> Document

Lettre de Benoît XVI, réactions (III)
Celle, incontournable, d'Aldo Maria Valli, après le premier commentaire à chaud d'hier. Il évoque les polémiques, tout en suggérant de s'en tenir à l'écart et de se concentrer sur ce que le Saint-Père a dit (12/4/2019)
étrange: François s'agenouille jusqu'à terre pour baiser les pieds de dirigeants soudanais...
Pope Francis gets down on his knees to kiss the feet of Salva Kiir Mayardit, President of South Sudan, and other opposition leaders who have just completed a spiritual retreat at the Vatican looking for peace in the country pic.twitter.com/u9yWyeOqh4
— Catholic Sat (@CatholicSat) 11 avril 2019
Cela ne saute pas aux yeux, mais c'est lié à ce qui suit.
Voir ci-dessous
"L'Eglise meurt dans les âmes". L'appel de Benoît XVI à la lutte contre le mensonge et les demi-vérités
Aldo Maria Valli
12 avril 2019
Ma traduction
* * *
Il est juste de revenir aux paroles écrites par Benoît XVI sur les abus sexuels dans l'Église.

> Données fournies

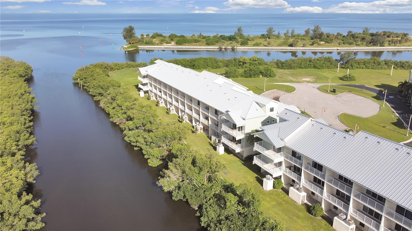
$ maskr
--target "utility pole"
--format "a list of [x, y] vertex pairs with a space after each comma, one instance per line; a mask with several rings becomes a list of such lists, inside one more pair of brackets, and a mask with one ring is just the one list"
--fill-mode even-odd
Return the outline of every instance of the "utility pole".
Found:
[[385, 102], [386, 101], [386, 93], [388, 92], [387, 90], [385, 90], [385, 97], [384, 98], [384, 107], [385, 107]]
[[406, 132], [406, 136], [409, 135], [409, 126], [411, 125], [411, 120], [412, 120], [412, 114], [411, 114], [410, 117], [409, 118], [409, 124], [408, 124], [408, 130]]

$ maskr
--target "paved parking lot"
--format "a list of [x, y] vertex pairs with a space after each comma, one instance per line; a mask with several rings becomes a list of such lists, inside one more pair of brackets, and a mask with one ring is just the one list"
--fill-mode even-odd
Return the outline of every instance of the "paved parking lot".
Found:
[[[285, 94], [274, 90], [262, 95], [270, 98], [273, 93], [274, 99], [279, 97], [281, 102], [295, 105], [315, 119], [322, 118], [323, 109], [323, 119], [332, 127], [342, 130], [347, 128], [338, 120], [338, 115], [340, 113], [368, 117], [379, 112], [380, 107], [377, 104], [364, 97], [348, 92], [333, 95], [318, 90], [318, 86], [324, 84], [291, 83], [290, 85], [296, 88], [292, 93]], [[282, 95], [279, 97], [279, 94]]]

> Consignes
1. Dans la page sur la lettre de Benoît XVI, résumez en une seule phrase le paragraphe qui commence par « Celle, incontournable, d'Aldo Maria Valli », sans perdre ses faits principaux.
2. Reprenez la page sur la lettre de Benoît XVI et poursuivez-la après sa dernière phrase.

> Réponses
1. Après un premier commentaire à chaud la veille, Aldo Maria Valli livre le 12/4/2019 une réaction incontournable où il évoque les polémiques tout en conseillant de s'en tenir à l'écart pour se concentrer sur ce qu'a dit le Saint-Père.

2.
Joseph Ratzinger fait remonter les causes de la situation non pas à la catégorie fumeuse du "cléricalisme" (au centre du récent sommet vatican), mais à une certaine conduite morale qui s'est répandue dans l'Église dans les deux décennies entre 1960 et 1980. Et à ce propos, Benoît XVI n'hésite pas à faire référence à l'homosexualité, question qu'au contraire le sommet actuel de l'Église ne prend jamais en considération lorsqu'il traite du drame des abus.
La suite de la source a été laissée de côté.